Start of Document excerpt
Take two scenarios.
A small environmental organization wants to take part in the Ontario government’s microFIT program to demonstrate the possibilities of solar power, but needs a loan to buy the equipment to make participation possible.
An artists’ organization and educational program for low-income children is hoping to move to a new artist-run centre in downtown Hamilton, but is waiting for a government grant that is delayed.
Based on these limited descriptions, it would appear as though these two nonprofits have little in common aside from the fact that at one time, they were both looking for financial support to stabilize, develop, and thrive within their communities.
In each case, traditional financing was not an option and grant opportunities were either already used, delayed, or nonexistent. And while financial challenges are nothing new for Canadian nonprofits and charities, the means by which organizations can overcome these hurdles are evolving.
In fact, both of the aforementioned organizations are on the leading edge, having taken out loans from the Community Forward Fund (CFF), an innovative fund for nonprofits and charities that recently received approval from the Ontario Securities Commission.
The CFF makes loans and arranges financing for Canadian nonprofits and charities.
“The structure of the organization is set up as a means to fill a gap in financing where conventional lending isn’t available for this sector,” says Nora Sobolov, CEO and co-founder of the CFF.
Along with the financing side of the loans, the CFF provides an intermediary service for foundations and high net-worth individuals who want to invest and have a modest return.
On top of these main functions, the CFF provides financial capacity building and financial coaching services for charities and nonprofits – helping them think through scenarios and plan for the future.
End of Document excerpt
Start of Stored records
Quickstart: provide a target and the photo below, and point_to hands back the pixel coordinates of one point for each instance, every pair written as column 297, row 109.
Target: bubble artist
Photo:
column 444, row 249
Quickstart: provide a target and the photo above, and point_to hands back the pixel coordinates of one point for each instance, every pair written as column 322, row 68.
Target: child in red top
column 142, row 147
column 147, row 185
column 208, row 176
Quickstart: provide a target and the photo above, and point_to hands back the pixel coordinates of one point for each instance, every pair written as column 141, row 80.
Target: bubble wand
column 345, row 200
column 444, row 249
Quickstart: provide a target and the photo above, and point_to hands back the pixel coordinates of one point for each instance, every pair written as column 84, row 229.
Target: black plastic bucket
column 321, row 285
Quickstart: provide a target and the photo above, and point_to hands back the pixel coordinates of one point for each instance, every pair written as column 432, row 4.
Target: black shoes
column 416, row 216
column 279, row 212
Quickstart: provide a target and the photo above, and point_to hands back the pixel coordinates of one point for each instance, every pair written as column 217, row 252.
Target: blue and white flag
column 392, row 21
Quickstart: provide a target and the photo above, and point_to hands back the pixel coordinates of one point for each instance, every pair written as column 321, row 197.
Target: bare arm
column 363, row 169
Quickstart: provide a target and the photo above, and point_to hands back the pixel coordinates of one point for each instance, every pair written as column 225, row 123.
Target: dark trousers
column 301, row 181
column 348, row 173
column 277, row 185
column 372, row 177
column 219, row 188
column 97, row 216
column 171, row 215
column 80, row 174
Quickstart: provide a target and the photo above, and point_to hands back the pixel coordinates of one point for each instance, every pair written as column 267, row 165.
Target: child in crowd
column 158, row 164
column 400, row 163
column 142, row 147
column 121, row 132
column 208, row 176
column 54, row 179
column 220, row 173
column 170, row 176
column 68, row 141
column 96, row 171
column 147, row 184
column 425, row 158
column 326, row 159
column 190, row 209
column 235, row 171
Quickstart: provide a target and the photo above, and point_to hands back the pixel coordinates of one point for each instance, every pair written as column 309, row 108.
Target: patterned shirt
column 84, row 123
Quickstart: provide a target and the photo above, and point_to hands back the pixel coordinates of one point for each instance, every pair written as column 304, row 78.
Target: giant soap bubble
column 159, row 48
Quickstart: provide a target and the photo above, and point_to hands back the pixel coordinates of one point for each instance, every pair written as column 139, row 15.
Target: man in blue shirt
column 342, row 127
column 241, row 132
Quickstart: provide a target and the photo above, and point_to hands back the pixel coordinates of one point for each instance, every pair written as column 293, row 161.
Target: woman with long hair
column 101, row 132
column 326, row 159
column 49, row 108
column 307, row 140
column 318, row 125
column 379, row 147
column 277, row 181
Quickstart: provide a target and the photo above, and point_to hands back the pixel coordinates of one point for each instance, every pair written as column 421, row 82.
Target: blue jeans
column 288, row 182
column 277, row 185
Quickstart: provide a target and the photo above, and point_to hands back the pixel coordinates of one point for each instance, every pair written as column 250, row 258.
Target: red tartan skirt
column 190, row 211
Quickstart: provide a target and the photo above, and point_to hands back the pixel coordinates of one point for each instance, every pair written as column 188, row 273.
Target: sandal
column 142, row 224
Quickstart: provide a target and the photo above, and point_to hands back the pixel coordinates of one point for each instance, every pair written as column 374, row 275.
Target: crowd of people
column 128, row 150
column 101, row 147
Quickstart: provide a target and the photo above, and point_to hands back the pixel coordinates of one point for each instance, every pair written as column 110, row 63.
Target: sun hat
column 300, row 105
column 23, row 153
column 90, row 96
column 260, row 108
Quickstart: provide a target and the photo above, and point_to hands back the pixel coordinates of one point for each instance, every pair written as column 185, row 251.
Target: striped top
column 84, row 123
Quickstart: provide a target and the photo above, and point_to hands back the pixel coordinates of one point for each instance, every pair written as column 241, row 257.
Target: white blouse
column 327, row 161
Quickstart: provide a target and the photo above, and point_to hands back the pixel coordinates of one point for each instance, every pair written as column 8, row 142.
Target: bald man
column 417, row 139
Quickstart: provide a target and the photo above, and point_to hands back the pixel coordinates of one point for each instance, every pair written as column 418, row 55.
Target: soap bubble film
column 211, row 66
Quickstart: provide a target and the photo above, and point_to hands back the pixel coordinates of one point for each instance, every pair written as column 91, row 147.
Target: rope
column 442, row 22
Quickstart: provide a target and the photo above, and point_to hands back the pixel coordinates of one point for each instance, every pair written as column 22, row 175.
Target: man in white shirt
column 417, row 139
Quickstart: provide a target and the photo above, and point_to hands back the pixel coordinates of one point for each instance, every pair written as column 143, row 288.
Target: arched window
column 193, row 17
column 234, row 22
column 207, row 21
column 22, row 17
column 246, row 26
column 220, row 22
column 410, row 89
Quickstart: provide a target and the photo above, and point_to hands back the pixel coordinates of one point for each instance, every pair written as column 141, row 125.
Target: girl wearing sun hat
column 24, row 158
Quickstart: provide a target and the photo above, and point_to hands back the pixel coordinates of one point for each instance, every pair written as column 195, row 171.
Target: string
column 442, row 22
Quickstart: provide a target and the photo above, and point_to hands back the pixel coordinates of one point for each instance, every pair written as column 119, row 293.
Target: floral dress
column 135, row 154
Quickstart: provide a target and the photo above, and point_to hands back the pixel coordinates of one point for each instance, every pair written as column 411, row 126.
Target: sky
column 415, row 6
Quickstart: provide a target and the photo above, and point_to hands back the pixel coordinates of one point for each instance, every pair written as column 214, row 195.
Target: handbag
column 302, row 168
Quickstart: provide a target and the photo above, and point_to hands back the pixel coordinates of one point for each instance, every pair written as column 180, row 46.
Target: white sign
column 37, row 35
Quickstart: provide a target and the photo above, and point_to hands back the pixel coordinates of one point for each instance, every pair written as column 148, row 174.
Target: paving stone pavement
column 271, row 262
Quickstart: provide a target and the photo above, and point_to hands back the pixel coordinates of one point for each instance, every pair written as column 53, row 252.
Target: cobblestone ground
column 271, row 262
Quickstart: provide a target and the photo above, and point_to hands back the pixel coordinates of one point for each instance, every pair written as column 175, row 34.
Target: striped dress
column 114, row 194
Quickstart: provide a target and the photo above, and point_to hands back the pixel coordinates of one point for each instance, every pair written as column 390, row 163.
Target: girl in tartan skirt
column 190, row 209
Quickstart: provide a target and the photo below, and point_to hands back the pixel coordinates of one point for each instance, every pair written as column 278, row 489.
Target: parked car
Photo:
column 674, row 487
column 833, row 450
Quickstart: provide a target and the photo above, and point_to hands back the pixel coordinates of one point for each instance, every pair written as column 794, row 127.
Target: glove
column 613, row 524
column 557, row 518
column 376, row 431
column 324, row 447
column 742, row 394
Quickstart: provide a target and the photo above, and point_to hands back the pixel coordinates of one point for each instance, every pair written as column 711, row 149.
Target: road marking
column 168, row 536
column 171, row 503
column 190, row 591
End of Stored records
▸ **Exercise 1**: In the article on nonprofit financing, who is named as CEO and co-founder of the Community Forward Fund?
▸ **Exercise 2**: The article on nonprofit financing says grant opportunities for the two organizations were in one of several states. List all of those states.
▸ **Exercise 3**: Continue the article on nonprofit financing from its last sentence.
The records have nothing to do with what you're asked to do here.

▸ **Answer 1**: Nora Sobolov.

▸ **Answer 2**: Already used, delayed, nonexistent

▸ **Answer 3**:
Sobolov sees the nonprofit sector as one where voices calling for personalized financial assistance often go unheard, and deems conventional lenders as bodies who look solely at the bottom line, as opposed to circumstance.
The CFF met with more than 120 nonprofits and charities in the past year, and found that generally, the sector is looking for new ways to finance and provide services.
“With a wide range of business models and operating environments, coupled with changes in the current funding environment, charities and nonprofits are in need of financing partner that understands their particular financial situation,” says Sobolov.
As a nonprofit, the CFF tailors loans to clients based on their own individual circumstances, goals, and capacity.
Many nonprofits and charities may ask, “Why not hold out for a grant?”
Sobolov sees this as a valid question, though one that is dated.
“Although grants may be the favoured source of capital for charities and nonprofits, there are many situations where this option is not available. Ranging from longer lead times, requirements to pay for a project prior to receiving government funding, and a lack of funding for core operations, we are seeing a trend where organizations seek new forms of financing that cater to general growth,” says Sobolov.
Sobolov estimates that of the 161,000 nonprofits in Canada, at least 37,000 organizations would be able to use loans as part of their financing strategies.
“In Canada, there are not many traditional lenders out there that evaluate a nonprofit’s ability to accept loans,” says Sobolov. “Some lenders are willing to make loans to larger charities, but even the bigger fish are having trouble finding the financing they need to survive in the pond.”
Despite a minor rise in nonprofit lending in a small number of regions across Canada, such as the Vancity Credit Union in Vancouver or the Edmonton Social Enterprise Fund, Sobolov says a significant gap remains in availability of debt financing for this country’s nonprofit sector.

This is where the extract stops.